## [Passage for review]
——————————

Because most functions in the human body, including the heartbeat, depend on other bodily events, such as hormone and chemical levels, the body is a dynamic system -- very slight changes in startup conditions can result in drastically different outcomes, so that the system is virtually unpredictable. Recognizing this, Chay's research involves applying the insights of a branch of modern mathematical physics known as nonlinear dynamics or, more popularly, chaos theory. This approach involves examining the mathematical description of a physical phenomenon through the full range of its variables, to discern what patterns may exist within the apparent unpredictability. This field of study has come into existence only with the advent of powerful computers, because it requires a tremendous number of iterations of complex differential equations, and Chay's investigations can be accomplished only with supercomputing.

Chay first studied a simple system -- just one cell and how it behaves as it gets sicker. In its healthy state, the cell is perfectly still and ready to receive an impulse from the sinus node. When that occurs, the cell sends the impulse to a neighboring cell and returns to a quiescent state. When the cell is sick, however, it holds too many positive charges, and under these conditions, Chay's calculations show that when an extra impulse arrives at the wrong moment -- known as the vulnerable period -- the cell begins sending its own signals across the heart, which interferes with pulses from the sinus node. As a result, arrhythmia kicks in.

——————————

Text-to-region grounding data
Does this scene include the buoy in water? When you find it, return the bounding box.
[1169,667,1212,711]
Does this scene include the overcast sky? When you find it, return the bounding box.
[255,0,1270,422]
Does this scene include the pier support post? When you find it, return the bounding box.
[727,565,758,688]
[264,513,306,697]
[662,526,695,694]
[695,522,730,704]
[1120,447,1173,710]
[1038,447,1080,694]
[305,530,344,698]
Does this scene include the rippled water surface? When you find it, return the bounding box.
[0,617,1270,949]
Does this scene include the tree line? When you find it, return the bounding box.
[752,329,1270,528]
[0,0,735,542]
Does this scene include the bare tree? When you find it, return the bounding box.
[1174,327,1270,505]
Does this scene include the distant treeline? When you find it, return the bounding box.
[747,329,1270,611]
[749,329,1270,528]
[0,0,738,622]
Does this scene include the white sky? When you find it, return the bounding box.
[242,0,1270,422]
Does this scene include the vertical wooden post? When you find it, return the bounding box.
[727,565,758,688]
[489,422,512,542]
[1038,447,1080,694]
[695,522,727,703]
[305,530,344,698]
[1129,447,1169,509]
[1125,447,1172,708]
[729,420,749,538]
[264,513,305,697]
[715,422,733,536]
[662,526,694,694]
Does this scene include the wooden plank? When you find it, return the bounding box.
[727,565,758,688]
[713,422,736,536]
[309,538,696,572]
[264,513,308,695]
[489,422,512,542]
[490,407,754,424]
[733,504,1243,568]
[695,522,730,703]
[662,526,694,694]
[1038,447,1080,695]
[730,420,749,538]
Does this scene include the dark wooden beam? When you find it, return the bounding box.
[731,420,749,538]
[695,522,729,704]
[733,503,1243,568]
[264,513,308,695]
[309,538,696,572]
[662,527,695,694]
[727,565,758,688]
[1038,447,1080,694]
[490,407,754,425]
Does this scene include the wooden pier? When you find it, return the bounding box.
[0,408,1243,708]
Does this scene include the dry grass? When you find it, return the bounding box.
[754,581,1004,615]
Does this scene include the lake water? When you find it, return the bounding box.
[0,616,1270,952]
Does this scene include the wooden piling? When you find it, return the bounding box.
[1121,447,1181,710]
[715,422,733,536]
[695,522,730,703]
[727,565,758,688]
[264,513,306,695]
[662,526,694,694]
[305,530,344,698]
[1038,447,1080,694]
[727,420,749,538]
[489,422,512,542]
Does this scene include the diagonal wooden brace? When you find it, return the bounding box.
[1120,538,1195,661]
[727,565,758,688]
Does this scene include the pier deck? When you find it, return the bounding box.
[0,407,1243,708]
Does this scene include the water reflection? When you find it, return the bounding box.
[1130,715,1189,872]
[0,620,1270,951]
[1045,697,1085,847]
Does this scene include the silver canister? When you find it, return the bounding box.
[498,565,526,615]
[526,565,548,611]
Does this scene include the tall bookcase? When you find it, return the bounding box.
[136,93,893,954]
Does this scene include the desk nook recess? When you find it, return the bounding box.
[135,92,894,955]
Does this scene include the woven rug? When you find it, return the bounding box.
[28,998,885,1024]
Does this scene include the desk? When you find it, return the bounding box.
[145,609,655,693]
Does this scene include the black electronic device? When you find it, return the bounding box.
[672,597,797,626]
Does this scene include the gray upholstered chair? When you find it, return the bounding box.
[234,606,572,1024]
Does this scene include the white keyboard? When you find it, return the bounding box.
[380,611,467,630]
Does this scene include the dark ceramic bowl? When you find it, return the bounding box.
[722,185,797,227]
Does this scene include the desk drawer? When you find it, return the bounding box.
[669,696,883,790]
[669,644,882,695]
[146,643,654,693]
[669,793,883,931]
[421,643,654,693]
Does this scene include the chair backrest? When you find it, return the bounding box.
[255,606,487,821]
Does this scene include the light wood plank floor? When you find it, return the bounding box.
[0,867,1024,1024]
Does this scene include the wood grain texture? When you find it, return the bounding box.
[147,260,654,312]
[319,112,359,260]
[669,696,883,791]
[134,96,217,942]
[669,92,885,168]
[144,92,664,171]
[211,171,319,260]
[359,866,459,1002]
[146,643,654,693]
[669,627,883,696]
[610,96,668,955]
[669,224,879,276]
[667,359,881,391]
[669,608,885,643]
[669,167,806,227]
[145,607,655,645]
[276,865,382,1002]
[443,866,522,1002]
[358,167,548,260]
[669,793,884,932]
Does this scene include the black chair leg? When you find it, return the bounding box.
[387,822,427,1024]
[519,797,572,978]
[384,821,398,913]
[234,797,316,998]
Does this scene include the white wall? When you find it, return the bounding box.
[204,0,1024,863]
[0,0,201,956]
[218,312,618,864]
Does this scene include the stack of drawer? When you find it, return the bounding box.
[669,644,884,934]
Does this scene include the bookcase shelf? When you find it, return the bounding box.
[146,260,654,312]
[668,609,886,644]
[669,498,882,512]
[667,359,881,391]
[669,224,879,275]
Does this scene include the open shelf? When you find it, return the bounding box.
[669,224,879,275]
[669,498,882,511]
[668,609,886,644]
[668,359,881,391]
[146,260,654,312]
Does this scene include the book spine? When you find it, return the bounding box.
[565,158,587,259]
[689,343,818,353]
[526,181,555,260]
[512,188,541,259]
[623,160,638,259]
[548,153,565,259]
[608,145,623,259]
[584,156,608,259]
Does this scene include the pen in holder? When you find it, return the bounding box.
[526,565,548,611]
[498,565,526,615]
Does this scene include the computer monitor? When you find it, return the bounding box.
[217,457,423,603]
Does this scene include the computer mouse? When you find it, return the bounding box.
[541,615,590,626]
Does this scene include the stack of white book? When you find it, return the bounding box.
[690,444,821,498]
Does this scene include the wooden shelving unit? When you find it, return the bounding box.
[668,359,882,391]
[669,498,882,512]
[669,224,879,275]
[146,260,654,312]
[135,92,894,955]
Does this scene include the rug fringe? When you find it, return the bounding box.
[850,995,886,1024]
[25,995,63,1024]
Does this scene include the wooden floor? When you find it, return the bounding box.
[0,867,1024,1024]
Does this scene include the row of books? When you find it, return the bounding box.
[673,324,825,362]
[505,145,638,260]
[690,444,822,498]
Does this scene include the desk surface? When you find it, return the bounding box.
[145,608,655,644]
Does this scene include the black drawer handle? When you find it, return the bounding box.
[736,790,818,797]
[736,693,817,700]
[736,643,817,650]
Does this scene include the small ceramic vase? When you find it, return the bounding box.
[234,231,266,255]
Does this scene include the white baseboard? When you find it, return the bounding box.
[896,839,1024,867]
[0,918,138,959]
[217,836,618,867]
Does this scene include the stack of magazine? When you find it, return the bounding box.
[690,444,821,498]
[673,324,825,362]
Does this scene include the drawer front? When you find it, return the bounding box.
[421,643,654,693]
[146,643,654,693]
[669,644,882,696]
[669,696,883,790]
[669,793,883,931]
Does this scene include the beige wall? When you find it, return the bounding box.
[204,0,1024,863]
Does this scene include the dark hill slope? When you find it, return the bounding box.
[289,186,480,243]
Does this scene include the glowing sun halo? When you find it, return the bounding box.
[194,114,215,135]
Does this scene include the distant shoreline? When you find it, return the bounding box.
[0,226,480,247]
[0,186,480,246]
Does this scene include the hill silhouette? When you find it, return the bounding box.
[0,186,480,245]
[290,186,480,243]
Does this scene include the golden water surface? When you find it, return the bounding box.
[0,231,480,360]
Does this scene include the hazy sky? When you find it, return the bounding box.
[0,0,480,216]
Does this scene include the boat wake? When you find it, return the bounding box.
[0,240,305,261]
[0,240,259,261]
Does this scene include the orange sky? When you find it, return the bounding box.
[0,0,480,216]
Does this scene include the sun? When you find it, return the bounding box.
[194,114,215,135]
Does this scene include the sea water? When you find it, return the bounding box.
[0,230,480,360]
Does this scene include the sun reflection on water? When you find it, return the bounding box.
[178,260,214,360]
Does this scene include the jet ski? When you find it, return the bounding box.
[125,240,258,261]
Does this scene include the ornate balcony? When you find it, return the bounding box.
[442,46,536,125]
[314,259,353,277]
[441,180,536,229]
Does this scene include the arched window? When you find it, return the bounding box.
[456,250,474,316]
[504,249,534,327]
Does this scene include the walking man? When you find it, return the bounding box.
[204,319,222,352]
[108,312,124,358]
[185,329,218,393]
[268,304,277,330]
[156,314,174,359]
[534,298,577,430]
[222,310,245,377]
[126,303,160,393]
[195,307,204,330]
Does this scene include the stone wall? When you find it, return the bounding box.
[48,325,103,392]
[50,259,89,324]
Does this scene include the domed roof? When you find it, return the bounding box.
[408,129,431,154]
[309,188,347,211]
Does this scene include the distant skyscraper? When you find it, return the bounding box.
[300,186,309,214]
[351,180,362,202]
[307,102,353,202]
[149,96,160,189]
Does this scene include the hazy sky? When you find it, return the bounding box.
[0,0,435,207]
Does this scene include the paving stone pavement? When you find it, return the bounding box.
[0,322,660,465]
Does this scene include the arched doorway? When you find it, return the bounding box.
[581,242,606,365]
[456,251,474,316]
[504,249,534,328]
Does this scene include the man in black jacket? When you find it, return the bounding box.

——————————

## [What to work on]
Rewrite the paragraph of the passage on Chay's heart research that begins "Chay first studied a simple system" as a short bulleted list that keeps its main facts. These entries have no connection to the passage on Chay's heart research.

## [Result of the task]
- Chay began with a simple system: a single cell and how it behaves as it gets sicker.
- A healthy cell is perfectly still and ready to receive an impulse from the sinus node.
- When an impulse arrives, the cell passes it to a neighboring cell and returns to a quiescent state.
- A sick cell holds too many positive charges.
- Chay's calculations show that if an extra impulse reaches a sick cell at the wrong moment (the vulnerable period), the cell begins sending its own signals across the heart.
- These signals interfere with pulses from the sinus node, and arrhythmia results.